- _Requirement_
Reproduce the material below word for word, from its first line up to and including the line containing "[0,0,1344,346]". Leave the pictures out of your copy.

- _Input material_
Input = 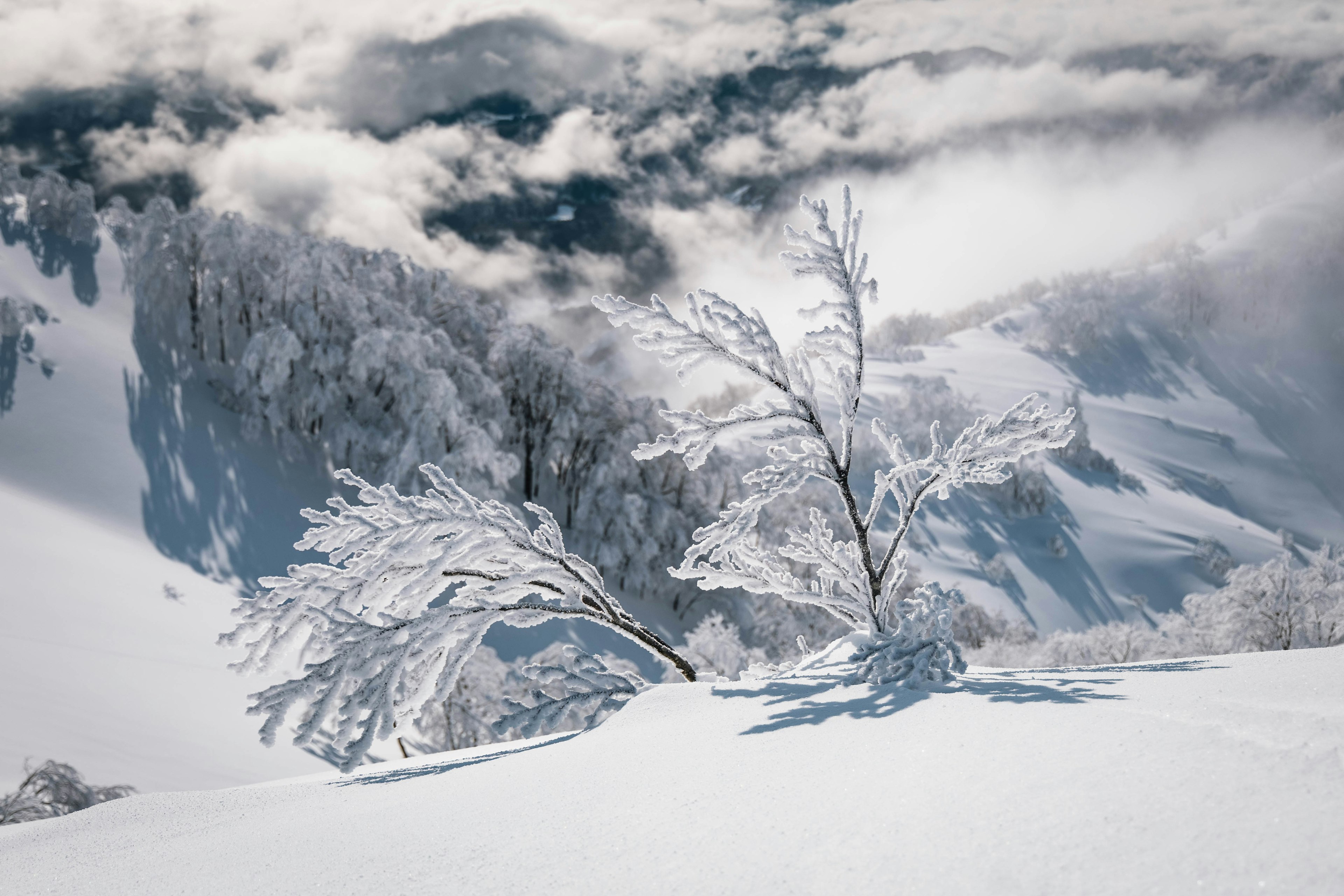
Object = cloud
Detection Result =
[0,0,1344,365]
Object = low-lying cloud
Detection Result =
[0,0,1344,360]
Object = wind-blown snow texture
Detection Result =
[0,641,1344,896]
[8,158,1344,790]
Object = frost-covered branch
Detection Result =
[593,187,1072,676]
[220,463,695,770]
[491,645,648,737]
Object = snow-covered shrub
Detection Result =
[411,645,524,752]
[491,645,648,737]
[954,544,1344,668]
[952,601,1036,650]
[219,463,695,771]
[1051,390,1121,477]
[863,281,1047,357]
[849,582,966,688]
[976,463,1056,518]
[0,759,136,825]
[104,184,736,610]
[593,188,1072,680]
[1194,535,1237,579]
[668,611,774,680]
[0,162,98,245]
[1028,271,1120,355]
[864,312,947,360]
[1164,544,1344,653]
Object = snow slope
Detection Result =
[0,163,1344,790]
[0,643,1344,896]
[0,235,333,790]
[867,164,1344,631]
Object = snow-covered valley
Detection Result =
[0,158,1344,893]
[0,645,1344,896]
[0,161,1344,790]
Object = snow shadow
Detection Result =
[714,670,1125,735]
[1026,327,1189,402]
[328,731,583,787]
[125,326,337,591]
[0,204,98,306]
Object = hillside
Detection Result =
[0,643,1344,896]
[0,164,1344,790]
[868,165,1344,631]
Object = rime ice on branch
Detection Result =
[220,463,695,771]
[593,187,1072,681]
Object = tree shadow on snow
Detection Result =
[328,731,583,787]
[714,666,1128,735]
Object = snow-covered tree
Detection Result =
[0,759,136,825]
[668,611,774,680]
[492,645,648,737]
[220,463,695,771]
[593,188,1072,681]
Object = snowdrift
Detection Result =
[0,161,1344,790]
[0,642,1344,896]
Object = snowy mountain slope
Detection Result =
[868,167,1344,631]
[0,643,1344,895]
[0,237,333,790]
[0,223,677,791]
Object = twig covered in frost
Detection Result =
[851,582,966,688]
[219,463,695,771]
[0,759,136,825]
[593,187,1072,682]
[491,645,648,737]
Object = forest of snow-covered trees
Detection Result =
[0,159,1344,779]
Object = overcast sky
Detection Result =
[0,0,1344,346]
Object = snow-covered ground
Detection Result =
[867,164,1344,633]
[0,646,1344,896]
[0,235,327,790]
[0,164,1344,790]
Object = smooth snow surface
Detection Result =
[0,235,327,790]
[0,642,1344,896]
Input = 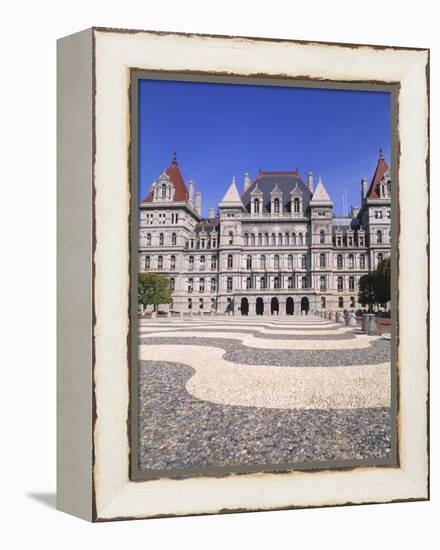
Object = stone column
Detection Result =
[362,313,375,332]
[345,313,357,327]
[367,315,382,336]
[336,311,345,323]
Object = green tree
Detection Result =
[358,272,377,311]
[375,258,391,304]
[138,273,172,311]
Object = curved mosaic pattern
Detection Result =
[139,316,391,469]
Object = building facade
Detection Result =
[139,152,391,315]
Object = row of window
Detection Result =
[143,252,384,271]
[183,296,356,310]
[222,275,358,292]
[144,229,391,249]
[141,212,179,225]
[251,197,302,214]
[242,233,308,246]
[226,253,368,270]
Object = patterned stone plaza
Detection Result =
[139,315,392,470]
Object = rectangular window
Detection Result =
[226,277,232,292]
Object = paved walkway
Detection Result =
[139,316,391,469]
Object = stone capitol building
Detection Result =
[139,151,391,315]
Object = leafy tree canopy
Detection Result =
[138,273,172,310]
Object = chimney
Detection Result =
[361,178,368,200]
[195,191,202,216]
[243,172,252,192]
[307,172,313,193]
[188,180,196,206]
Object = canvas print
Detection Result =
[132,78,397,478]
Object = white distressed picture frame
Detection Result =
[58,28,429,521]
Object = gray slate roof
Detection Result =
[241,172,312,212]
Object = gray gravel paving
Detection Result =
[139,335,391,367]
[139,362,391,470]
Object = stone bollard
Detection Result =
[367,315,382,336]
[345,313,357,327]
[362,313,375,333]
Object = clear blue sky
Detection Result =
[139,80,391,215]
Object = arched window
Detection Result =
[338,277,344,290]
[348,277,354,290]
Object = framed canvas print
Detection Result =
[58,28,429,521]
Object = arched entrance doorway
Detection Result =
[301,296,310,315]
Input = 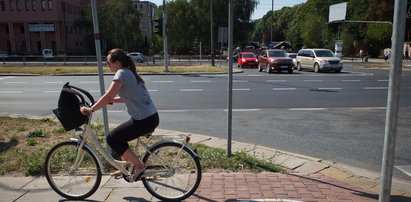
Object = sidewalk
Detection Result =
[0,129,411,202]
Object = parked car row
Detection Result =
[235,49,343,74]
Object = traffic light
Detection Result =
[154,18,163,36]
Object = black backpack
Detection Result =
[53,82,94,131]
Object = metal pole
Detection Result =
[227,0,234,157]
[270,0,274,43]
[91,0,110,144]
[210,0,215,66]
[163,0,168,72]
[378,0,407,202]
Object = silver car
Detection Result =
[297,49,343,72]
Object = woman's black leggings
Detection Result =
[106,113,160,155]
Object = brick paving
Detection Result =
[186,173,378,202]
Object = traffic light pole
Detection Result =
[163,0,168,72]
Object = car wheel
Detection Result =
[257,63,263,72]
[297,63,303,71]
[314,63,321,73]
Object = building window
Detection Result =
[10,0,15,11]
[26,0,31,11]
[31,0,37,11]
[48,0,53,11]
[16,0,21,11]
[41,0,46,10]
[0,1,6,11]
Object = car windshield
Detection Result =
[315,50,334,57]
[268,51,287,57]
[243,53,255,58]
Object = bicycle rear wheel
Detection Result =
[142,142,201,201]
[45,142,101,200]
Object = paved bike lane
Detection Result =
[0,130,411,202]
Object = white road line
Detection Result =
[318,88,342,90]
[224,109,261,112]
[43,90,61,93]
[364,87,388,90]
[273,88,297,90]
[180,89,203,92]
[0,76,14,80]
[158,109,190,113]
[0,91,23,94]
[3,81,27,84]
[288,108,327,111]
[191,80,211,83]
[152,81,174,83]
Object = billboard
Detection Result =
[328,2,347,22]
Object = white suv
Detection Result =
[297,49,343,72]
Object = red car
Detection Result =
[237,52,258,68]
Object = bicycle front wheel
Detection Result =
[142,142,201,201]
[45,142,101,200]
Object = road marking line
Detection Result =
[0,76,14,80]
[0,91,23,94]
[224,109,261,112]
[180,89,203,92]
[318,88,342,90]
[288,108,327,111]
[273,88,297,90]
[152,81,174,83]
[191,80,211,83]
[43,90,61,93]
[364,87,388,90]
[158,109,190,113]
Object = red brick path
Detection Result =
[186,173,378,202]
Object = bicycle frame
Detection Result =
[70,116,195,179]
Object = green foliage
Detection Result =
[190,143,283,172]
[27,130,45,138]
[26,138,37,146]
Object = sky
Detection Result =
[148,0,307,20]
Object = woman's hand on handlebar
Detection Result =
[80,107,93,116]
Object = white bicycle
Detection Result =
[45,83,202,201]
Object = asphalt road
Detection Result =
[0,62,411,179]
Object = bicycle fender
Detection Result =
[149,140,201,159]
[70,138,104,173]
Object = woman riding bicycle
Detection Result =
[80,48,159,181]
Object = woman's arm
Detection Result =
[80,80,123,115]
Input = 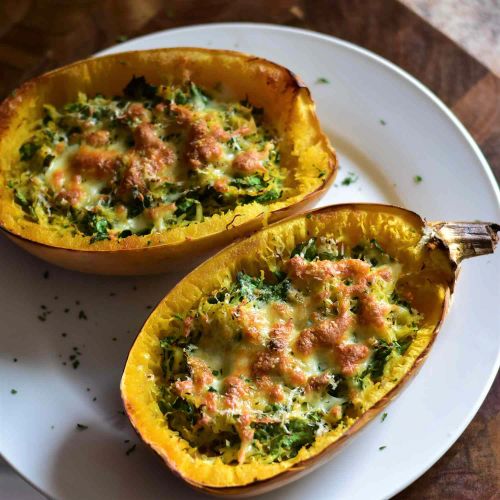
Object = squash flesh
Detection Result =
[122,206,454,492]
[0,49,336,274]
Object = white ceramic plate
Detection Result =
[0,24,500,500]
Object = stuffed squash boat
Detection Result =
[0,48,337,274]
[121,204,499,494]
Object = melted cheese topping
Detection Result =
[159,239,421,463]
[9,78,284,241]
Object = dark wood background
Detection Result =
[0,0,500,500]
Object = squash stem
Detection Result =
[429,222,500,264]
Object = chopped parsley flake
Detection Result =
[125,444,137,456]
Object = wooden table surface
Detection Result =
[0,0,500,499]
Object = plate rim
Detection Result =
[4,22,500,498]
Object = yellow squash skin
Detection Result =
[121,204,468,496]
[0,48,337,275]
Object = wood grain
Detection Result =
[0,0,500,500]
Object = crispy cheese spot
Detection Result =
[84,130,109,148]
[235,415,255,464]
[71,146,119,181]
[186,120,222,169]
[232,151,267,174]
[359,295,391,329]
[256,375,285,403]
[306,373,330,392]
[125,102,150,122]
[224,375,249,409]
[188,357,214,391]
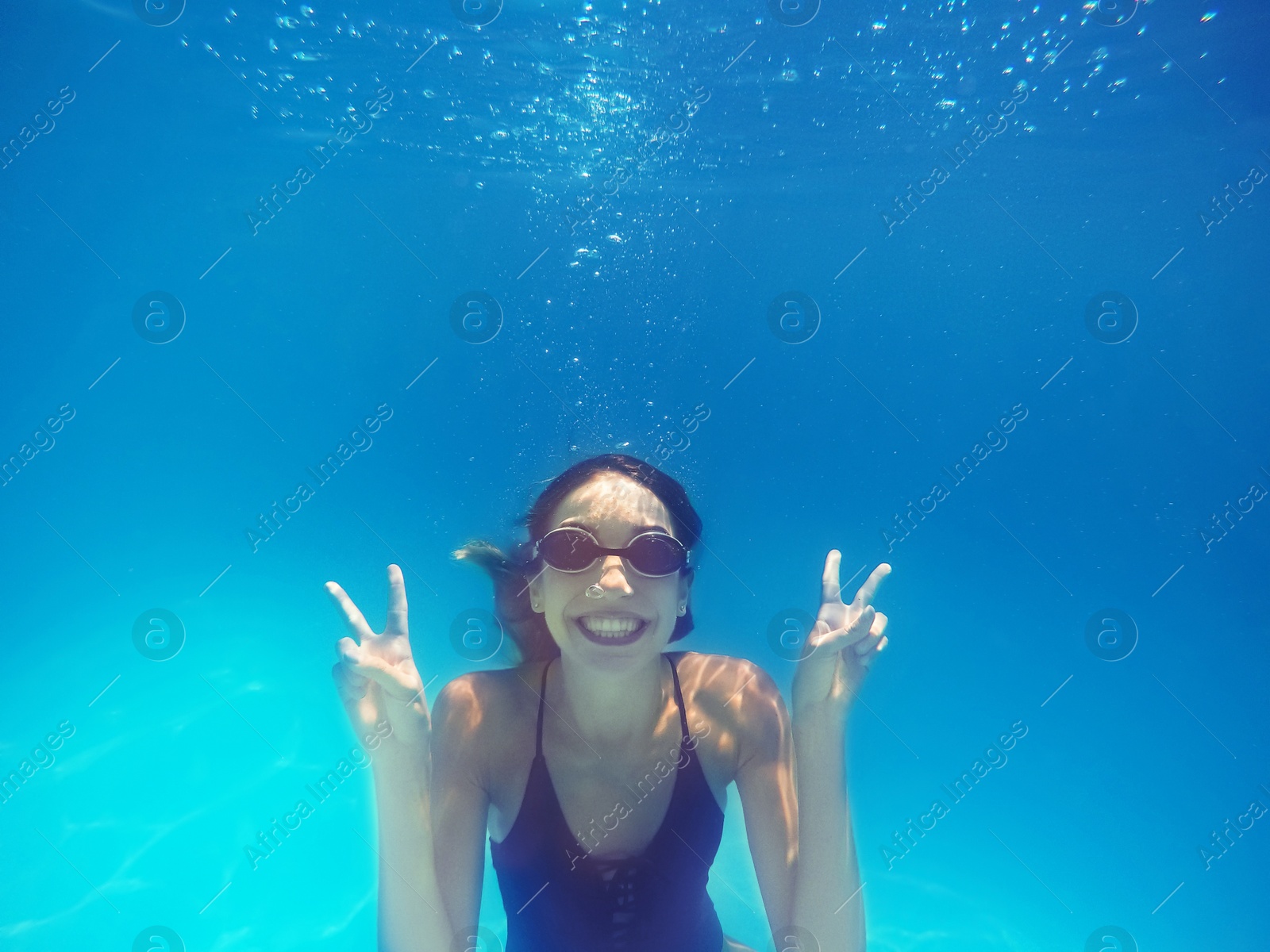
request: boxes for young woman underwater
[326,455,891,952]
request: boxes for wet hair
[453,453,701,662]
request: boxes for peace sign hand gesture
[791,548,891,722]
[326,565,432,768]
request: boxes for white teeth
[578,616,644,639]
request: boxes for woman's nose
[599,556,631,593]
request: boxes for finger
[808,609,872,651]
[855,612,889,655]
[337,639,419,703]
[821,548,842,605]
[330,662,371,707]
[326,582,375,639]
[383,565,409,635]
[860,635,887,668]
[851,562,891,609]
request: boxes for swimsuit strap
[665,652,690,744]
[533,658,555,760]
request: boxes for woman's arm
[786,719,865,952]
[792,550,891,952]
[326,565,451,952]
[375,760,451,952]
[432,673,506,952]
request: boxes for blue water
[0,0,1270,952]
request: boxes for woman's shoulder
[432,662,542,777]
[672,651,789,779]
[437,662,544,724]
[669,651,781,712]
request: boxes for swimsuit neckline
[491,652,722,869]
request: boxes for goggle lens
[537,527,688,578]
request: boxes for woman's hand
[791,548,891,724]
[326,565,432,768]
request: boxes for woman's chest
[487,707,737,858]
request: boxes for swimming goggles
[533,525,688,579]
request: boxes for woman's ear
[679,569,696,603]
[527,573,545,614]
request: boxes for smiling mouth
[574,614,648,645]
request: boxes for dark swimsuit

- _Finished exercise_
Input = 
Object = cloud
Detection Result =
[0,0,1344,365]
Object = low-lying cloud
Detection Result =
[0,0,1344,360]
Object = wind-blown snow texture
Detection Result =
[0,641,1344,896]
[8,158,1344,790]
Object = frost-covered branch
Detection Result =
[593,187,1072,676]
[220,463,695,770]
[491,645,648,737]
Object = snow-covered shrub
Detection Result =
[411,645,524,752]
[491,645,648,737]
[954,544,1344,668]
[952,601,1036,650]
[219,463,695,771]
[1051,390,1121,477]
[863,281,1047,357]
[849,582,966,688]
[976,463,1056,518]
[0,759,136,825]
[104,184,736,610]
[593,188,1072,680]
[1194,535,1237,579]
[668,611,774,680]
[0,162,98,245]
[1028,271,1120,355]
[864,312,947,360]
[1164,544,1344,653]
Object = snow slope
Detection Result =
[0,163,1344,790]
[0,643,1344,896]
[0,235,333,790]
[867,164,1344,631]
Object = snow-covered valley
Detection Result =
[0,158,1344,893]
[0,645,1344,896]
[0,161,1344,790]
Object = snow shadow
Detection Result =
[714,670,1125,735]
[1026,327,1189,402]
[328,731,583,787]
[125,326,337,591]
[0,204,98,306]
Object = hillside
Detection Result =
[0,643,1344,896]
[0,164,1344,790]
[868,165,1344,631]
Object = rime ice on branch
Detection Result =
[220,463,695,771]
[593,187,1072,681]
Object = tree shadow on snow
Detection Result =
[328,731,583,787]
[714,666,1128,735]
Object = snow-covered tree
Detection Result =
[0,759,136,825]
[668,611,774,680]
[492,645,648,737]
[220,463,695,771]
[593,188,1072,681]
Object = snowdrift
Detection Result =
[0,161,1344,790]
[0,642,1344,896]
Object = snowy mountain slope
Detection Result =
[868,167,1344,631]
[0,643,1344,895]
[0,237,333,790]
[0,223,677,791]
Object = twig covered in frost
Detection Result =
[851,582,966,688]
[219,463,695,771]
[0,759,136,825]
[593,187,1072,682]
[491,645,648,737]
Object = forest of snow-covered trees
Detection Result =
[0,159,1344,779]
Object = overcast sky
Detection Result =
[0,0,1344,346]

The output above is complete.